━━━━━ Testo

Un ottimo e sintetico articolo apparso sul Corriere della Sera, dal titolo inequivocabile, centra uno dei problemi-chiave del mondo contemporaneo: quale rapporto c’è tra necessità del capitale e risoluzione dei bisogni? Nessuno, è la risposta implicita.
In realtà l’articolo si propone un obiettivo più limitato (Per quanto tempo ancora ci potremo permettere di curare i tumori?, appunto), ma i meccanismi che mette in luce sono identici in qualsiasi settore cui si si rivolga l’attenzione.
Anche volendo restare nel solo ambito sanitario, infatti, scopriamo quel che sapevamo:
a) i prezzi dei farmaci (antitumorali, ma anche gli altri) non hanno alcun rapporto con i costi di produzione. Saltano dunque alcuni dei criteri fondamentali della stessa economia liberale (rapporto domanda-offerta, costi-prezzi-ricavi, ecc). I prezzi negli Usa sono fissati “dirigisticamente” dalle stesse multinazionali del farmaco, lo Stato si preoccupa solo di verificare che il farmaco sia utile per le patologie indicate. Ma negli Usa la sanità è di fatto completamente privata: ti curi se hai i soldi per farlo, sennò crepi. In Europa ci sono ancora dei sistemi sanitari nazionali, c’è un minimo tentativo di calmierare l’arbitrarietà folle di certi prezzi (è lo Stato a dover pagare...), ma i tagli imposti dalle politiche di austerità stanno producendo la stessa situazione Usa: se hai i soldi ti puoi curare, sennò crepi. Il problema è che, anche per chi un po’ di soldi li ha, quei prezzi sempre in rialzo stanno diventando insostenibili. Anche perché le terapie antitumorali sono di lunga durata.
b) la ragione del costante aumento dei prezzi farmaceutici è nella dipendenza dalla finanza: «Le multinazionali hanno bisogno di attrarre investimenti per la ricerca così devono dimostrare che ogni anno fatturano almeno il 10 per cento in più rispetto a quello precedente. Come? Aumentando, appunto, il prezzo dei farmaci». Il meccanismo, dunque, è indipendente dalla materia trattata, ma totalmente dipendente dalla logica del fatturato crescente. Vale per i farmaci come per le automobili, per il cibo, per l’elettronica di consumo (con dinamiche di mercato diverse, ma convergenti). Per i farmaci, ovviamente, c’è in più la potentissima molla della volontà di vivere che rende molto meno attenti ai prezzi...
c) non esistono soluzioni in ambito capitalistico. La pur ottima giornalista si ferma infatti davanti a una realtà immodificabile senza che qualcuno dei protagonisti ci rimetta l’osso del collo: “due considerazioni. La prima: non si può fare a meno dell’industria farmaceutica. La seconda: l’industria deve prendere atto che i sistemi pubblici e privati sono a fine corsa e che occorrono correttivi per cambiare rotta”.

━━━━━━━━━━

▶ **Compito**
Estrai parola per parola dal testo sui prezzi dei farmaci il brano che parte dalle parole "In realtà l’articolo" e termina dopo le parole "si rivolga l’attenzione.".

━━━━━ Dati forniti

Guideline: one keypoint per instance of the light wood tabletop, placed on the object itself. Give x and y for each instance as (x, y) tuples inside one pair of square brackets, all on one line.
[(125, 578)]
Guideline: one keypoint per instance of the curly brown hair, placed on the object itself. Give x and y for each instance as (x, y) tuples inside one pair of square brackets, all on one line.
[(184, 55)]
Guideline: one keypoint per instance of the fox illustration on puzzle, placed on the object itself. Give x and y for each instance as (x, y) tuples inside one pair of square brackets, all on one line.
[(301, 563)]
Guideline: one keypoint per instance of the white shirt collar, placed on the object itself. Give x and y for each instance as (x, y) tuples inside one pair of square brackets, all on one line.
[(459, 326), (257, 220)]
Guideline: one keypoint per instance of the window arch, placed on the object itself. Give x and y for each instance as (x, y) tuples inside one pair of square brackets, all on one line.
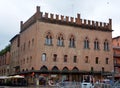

━━━━━━━━━━

▶ **Risultato**
In realtà l’articolo si propone un obiettivo più limitato (Per quanto tempo ancora ci potremo permettere di curare i tumori?, appunto), ma i meccanismi che mette in luce sono identici in qualsiasi settore cui si si rivolga l’attenzione.